-- The data start --

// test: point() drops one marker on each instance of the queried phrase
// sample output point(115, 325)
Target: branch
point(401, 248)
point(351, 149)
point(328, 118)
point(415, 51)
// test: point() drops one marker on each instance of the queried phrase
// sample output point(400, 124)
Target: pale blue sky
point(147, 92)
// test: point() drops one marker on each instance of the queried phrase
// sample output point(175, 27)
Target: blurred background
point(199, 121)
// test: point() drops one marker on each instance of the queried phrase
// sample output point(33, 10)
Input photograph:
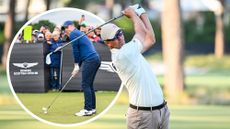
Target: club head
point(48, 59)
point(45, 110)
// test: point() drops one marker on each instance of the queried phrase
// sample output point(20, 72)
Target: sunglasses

-- The data end --
-- The data start --

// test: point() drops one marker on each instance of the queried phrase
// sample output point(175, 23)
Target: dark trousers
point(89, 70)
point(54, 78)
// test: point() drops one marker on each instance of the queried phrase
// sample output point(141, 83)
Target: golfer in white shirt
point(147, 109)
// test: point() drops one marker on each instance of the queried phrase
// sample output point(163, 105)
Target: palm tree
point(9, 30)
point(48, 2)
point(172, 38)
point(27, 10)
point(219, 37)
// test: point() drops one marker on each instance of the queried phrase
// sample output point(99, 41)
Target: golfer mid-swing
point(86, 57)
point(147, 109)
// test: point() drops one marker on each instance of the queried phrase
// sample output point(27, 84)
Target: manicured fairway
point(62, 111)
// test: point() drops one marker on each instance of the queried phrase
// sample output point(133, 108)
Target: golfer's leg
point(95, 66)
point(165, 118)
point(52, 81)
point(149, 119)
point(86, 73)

-- The data end --

Directive
Gather every line from the entries above that contains the string "output" and list them.

Exercise result
// sample output point(115, 325)
// sample output point(400, 124)
// sample output point(175, 27)
// sample output point(33, 10)
// sample output point(20, 72)
// sample output point(175, 23)
// sample output point(141, 83)
// sample output point(163, 105)
// sample output point(99, 41)
// sample output point(27, 84)
// sample output point(133, 108)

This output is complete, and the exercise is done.